─── RECORDS SUPPLIED ───

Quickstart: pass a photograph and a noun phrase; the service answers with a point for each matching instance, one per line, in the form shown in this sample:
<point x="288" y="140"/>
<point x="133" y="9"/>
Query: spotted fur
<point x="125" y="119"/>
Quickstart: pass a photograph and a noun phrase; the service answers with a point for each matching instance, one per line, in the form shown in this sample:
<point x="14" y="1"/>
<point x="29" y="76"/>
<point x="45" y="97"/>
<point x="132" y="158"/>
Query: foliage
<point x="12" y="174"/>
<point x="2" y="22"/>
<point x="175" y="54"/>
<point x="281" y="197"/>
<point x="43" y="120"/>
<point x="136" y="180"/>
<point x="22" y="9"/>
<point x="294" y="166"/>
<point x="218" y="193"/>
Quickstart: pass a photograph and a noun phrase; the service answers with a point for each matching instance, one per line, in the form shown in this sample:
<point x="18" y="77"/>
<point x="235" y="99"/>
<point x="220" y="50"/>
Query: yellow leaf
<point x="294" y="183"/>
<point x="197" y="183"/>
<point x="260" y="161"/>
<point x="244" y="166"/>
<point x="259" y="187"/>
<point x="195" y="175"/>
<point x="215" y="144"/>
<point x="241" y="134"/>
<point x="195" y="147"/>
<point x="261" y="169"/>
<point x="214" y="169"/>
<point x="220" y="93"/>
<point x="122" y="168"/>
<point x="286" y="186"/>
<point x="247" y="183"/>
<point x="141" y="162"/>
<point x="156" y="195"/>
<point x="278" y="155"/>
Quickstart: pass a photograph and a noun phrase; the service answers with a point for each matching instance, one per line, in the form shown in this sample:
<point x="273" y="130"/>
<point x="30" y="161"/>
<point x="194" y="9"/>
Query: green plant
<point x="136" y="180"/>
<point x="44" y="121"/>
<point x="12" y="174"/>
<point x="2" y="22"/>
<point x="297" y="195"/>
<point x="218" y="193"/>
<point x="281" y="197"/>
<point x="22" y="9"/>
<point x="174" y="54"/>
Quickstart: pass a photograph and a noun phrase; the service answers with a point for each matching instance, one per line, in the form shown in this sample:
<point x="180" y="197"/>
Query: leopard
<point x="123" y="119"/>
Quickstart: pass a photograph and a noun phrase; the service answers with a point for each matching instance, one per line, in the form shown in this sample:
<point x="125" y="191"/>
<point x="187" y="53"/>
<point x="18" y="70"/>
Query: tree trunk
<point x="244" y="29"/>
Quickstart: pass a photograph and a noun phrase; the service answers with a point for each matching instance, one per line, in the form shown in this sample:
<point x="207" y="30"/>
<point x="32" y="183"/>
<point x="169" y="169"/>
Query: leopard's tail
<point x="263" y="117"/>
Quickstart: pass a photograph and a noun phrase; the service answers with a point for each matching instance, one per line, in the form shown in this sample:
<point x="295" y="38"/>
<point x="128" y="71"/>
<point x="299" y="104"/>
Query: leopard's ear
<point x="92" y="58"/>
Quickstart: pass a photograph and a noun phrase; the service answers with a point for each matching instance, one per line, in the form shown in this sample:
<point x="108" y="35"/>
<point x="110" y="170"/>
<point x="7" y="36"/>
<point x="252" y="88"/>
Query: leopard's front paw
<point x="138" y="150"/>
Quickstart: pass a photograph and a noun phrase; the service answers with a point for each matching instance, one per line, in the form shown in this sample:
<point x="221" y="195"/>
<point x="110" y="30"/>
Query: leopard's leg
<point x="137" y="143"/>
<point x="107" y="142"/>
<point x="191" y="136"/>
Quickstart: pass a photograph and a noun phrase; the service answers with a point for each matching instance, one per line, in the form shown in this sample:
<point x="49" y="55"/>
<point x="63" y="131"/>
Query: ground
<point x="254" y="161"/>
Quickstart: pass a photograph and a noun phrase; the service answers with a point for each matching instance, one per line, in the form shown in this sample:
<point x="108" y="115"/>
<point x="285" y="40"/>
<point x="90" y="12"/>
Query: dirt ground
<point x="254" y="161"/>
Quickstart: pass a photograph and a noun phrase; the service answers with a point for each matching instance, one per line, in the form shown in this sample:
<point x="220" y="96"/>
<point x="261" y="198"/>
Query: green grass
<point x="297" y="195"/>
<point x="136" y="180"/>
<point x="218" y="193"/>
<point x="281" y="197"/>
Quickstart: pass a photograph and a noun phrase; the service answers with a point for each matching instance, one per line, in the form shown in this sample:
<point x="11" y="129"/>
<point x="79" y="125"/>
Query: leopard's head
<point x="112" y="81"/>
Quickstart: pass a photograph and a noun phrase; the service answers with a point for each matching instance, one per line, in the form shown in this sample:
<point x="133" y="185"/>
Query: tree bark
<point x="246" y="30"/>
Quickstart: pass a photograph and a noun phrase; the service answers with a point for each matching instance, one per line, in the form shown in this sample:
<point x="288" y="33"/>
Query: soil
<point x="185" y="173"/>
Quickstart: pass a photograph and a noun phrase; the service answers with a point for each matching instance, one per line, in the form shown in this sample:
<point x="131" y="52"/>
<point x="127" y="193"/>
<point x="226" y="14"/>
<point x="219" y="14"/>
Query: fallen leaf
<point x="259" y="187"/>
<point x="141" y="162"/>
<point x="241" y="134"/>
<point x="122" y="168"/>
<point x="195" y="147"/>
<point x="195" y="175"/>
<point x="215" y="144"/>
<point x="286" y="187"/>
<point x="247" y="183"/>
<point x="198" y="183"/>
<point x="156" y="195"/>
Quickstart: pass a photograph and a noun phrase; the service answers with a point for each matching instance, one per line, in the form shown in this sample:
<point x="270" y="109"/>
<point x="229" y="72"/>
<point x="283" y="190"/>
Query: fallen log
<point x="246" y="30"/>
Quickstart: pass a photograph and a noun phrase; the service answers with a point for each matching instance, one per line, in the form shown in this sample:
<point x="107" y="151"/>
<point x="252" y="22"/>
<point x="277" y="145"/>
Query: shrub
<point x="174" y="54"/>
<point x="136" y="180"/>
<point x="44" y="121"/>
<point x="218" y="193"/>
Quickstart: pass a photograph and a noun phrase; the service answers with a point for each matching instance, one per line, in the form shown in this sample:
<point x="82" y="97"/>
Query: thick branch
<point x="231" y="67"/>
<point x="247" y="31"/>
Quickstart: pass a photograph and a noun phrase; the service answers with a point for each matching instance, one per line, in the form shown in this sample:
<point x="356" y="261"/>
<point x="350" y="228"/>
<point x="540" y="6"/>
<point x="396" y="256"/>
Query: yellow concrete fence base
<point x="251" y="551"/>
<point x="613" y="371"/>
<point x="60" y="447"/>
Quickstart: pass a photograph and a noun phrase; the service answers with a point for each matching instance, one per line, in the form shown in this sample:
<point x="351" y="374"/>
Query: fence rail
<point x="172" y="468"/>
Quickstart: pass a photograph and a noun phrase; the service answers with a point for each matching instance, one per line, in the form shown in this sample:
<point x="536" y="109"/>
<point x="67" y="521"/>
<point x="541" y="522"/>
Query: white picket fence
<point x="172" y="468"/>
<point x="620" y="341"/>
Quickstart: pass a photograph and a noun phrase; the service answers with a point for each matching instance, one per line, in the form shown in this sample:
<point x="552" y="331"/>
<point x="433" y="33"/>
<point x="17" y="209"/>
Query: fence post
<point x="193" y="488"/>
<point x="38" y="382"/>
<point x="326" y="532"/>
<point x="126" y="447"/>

───

Find every line in the material that contains the string "leopard" and copy each of those lines.

## [FINAL ANSWER]
Query: leopard
Query: leopard's tail
Query: leopard's ear
Query: leopard's front paw
Query: leopard's leg
Query: leopard's head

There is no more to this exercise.